● Excerpt to read:
# Is it important to taper a dose when lowering it?



## slivola (Jun 27, 2012)

Hi there,

I started 30mg methimazole on June 11th and my Free T4 and T3 levels are now in normal range. My endocrinologist said it's really a guessing game on what to do now. He said I could lower to 20mg or stay on 30mg. After starting a different thread about this, I read the FDA guidelines which are 5-15mg for maintenance. I'm inclined to go to 10mg but I'm wondering if I should taper it. Like 20 mg for 2 weeks and then move onto 10mg. Any thoughts you have would be very appreciated since my endocrinologist says everyone is different.

Thank you!


----------



## Lovlkn (Dec 20, 2009)

slivola said:


> Hi there,
> 
> I started 30mg methimazole on June 11th and my Free T4 and T3 levels are now in normal range. My endocrinologist said it's really a guessing game on what to do now. He said I could lower to 20mg or stay on 30mg. After starting a different thread about this, I read the FDA guidelines which are 5-15mg for maintenance. I'm inclined to go to 10mg but I'm wondering if I should taper it. Like 20 mg for 2 weeks and then move onto 10mg. Any thoughts you have would be very appreciated since my endocrinologist says everyone is different.

Dataset entries
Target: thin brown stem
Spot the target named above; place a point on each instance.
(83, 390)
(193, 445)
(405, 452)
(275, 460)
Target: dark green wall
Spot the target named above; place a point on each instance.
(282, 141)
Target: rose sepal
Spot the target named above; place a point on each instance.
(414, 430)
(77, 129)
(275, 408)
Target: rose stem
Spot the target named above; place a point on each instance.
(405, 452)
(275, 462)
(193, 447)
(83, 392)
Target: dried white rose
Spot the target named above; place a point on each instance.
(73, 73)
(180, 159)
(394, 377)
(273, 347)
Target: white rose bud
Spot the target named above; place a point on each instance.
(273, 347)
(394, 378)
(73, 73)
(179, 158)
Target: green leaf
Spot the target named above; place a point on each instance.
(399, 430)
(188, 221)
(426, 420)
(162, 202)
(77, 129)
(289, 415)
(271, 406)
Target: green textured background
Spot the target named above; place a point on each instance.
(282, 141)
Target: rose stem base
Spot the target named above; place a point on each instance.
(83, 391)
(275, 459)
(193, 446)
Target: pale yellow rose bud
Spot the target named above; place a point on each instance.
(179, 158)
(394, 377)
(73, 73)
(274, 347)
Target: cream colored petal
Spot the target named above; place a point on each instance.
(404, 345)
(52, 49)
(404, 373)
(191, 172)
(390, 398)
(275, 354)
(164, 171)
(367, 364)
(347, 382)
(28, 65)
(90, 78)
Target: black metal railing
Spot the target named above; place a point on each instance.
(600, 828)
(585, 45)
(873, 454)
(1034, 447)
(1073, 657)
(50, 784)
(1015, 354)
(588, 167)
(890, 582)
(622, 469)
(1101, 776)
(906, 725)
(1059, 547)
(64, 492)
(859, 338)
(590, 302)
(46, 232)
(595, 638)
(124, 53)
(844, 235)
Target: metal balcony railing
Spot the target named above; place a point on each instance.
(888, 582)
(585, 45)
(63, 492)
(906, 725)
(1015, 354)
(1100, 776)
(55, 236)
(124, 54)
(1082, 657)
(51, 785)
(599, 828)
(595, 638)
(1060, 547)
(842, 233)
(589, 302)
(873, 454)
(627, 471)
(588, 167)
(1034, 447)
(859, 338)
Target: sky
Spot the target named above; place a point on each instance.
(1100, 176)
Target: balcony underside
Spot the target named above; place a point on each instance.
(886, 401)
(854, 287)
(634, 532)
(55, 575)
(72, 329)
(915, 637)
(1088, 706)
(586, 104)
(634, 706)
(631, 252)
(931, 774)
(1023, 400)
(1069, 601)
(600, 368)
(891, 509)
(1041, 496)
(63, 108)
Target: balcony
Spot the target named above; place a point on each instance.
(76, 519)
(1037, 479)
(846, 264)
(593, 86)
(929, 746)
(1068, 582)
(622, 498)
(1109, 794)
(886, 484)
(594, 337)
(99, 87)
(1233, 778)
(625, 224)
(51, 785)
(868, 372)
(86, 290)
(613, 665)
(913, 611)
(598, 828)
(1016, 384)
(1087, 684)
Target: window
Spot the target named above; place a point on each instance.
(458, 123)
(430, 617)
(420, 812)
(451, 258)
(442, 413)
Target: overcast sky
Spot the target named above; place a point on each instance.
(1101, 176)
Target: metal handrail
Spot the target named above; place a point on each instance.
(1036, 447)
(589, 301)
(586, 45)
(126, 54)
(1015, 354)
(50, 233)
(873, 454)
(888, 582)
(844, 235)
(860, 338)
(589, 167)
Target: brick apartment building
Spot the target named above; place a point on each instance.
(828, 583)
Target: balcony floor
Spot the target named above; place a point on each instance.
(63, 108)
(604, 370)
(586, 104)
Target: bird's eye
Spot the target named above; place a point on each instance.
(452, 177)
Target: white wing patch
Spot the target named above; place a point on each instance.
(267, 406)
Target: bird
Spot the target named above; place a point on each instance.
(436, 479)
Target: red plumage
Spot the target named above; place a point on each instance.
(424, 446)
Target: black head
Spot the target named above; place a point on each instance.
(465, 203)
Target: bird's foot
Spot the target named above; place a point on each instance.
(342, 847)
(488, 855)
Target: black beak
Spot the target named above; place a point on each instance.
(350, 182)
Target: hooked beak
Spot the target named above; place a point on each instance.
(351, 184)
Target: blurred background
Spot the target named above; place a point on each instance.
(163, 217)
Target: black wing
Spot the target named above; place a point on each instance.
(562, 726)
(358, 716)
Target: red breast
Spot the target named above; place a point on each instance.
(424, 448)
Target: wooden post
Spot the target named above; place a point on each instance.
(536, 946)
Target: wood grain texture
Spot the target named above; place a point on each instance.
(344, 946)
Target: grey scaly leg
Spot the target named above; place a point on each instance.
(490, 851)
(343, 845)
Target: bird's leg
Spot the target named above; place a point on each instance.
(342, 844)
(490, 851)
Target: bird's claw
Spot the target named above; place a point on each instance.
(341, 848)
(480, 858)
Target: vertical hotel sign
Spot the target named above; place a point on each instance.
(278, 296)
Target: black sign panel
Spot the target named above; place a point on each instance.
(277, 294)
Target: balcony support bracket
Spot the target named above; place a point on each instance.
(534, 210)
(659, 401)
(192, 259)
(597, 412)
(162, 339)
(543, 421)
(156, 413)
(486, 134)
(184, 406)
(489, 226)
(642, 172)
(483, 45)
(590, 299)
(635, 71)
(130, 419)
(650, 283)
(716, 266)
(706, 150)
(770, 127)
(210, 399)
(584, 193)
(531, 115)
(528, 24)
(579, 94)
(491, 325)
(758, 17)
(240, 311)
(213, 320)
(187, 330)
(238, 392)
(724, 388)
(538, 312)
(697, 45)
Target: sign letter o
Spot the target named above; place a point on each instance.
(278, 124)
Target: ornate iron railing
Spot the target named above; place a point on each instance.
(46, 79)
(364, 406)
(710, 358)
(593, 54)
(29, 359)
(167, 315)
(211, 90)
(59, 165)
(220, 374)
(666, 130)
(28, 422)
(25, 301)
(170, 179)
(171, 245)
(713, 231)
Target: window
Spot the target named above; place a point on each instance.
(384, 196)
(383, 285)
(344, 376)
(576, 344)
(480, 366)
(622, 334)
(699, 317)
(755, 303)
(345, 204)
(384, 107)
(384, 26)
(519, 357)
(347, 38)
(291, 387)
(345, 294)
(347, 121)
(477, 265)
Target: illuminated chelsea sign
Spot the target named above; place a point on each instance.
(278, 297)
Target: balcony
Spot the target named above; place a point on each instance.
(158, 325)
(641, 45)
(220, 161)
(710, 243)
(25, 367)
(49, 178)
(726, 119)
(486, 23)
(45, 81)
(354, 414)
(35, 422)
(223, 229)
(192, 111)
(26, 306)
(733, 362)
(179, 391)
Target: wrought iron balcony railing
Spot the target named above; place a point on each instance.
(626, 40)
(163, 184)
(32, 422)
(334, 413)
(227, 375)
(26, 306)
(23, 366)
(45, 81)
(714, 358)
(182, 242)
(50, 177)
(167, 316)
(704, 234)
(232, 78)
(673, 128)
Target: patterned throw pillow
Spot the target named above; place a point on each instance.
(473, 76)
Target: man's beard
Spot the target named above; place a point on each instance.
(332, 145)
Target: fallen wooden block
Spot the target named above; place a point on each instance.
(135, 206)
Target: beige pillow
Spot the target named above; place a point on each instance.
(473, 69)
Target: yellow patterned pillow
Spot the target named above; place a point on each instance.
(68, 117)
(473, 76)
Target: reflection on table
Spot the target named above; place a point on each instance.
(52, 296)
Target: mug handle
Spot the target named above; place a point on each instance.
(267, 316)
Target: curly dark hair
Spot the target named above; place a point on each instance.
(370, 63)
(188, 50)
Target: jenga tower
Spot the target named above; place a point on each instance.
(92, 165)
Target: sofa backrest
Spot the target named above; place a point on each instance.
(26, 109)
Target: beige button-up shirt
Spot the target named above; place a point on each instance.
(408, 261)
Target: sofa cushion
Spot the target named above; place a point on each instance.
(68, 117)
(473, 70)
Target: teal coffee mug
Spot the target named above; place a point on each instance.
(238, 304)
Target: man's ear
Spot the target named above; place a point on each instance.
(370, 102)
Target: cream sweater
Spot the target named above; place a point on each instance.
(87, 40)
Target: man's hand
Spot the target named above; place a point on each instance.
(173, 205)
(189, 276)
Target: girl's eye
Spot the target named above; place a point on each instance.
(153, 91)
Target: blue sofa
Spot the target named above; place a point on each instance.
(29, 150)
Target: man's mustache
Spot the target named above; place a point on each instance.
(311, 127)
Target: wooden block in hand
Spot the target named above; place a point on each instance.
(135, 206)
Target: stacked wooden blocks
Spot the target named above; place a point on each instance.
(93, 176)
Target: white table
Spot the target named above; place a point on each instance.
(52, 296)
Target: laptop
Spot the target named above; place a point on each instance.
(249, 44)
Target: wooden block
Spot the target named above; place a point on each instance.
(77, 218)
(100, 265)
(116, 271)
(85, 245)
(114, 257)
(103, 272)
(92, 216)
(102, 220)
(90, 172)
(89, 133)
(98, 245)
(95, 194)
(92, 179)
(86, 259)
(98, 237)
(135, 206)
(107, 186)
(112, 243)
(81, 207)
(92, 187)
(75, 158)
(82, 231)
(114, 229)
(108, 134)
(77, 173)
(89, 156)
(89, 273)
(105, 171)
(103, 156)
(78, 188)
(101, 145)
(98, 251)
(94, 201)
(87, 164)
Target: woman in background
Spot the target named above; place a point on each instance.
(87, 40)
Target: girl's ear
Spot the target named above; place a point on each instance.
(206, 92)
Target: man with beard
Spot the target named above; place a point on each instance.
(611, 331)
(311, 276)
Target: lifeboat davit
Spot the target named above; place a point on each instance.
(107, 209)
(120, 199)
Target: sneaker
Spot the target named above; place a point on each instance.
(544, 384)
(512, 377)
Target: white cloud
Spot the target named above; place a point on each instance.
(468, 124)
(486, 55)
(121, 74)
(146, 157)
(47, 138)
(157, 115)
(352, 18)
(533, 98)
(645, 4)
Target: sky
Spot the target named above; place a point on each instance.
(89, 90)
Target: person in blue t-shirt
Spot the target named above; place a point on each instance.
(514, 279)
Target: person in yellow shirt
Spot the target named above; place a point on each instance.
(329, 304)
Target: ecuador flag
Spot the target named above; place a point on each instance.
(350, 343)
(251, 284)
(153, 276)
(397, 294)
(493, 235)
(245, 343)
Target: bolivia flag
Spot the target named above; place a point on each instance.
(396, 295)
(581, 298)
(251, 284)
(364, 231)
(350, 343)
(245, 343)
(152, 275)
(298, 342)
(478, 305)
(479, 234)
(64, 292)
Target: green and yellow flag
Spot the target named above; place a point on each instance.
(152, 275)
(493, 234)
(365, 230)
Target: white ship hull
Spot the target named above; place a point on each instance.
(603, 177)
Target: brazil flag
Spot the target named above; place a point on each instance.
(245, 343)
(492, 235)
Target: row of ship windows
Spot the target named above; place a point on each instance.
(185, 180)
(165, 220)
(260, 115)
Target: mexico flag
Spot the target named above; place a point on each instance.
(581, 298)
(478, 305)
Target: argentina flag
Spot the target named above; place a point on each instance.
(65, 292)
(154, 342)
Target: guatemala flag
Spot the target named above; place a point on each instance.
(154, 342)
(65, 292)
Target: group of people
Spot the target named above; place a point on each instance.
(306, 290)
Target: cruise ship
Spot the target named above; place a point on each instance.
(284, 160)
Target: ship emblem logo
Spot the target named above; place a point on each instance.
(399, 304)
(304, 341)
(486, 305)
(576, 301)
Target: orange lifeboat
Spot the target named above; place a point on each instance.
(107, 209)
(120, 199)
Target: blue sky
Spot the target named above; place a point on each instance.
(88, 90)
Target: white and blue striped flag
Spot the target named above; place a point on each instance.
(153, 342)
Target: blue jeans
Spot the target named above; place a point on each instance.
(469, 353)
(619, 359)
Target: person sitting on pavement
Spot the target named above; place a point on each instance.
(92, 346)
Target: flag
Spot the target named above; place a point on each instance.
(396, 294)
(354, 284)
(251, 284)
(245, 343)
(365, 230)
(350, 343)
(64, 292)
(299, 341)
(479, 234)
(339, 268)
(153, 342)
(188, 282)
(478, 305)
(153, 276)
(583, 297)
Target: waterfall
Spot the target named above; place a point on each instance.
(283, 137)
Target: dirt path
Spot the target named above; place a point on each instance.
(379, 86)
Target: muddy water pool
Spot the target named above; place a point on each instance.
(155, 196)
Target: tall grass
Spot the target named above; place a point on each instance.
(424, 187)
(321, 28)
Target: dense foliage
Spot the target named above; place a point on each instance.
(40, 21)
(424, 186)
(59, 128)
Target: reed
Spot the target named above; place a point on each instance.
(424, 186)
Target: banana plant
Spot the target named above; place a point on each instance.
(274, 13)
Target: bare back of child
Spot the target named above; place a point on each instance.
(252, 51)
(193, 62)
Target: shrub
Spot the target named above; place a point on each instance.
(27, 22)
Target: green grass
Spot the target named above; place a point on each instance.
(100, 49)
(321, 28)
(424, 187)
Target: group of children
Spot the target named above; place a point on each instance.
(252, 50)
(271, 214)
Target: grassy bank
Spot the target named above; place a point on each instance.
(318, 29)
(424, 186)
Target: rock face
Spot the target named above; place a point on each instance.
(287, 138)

● Exercise 1:
Which distinct milligram amounts of methimazole does the opening post in the forum thread on tapering a dose mention?
● Exercise 2:
What does the forum thread on tapering a dose say from "## slivola (Jun" to "(Dec 20, 2009)"? Reproduce that passage verbatim.

● Exercise output 1:
30mg, 20mg, 5-15mg, 10mg

● Exercise output 2:
## slivola (Jun 27, 2012)

Hi there,

I started 30mg methimazole on June 11th and my Free T4 and T3 levels are now in normal range. My endocrinologist said it's really a guessing game on what to do now. He said I could lower to 20mg or stay on 30mg. After starting a different thread about this, I read the FDA guidelines which are 5-15mg for maintenance. I'm inclined to go to 10mg but I'm wondering if I should taper it. Like 20 mg for 2 weeks and then move onto 10mg. Any thoughts you have would be very appreciated since my endocrinologist says everyone is different.

Thank you!


----------



## Lovlkn (Dec 20, 2009)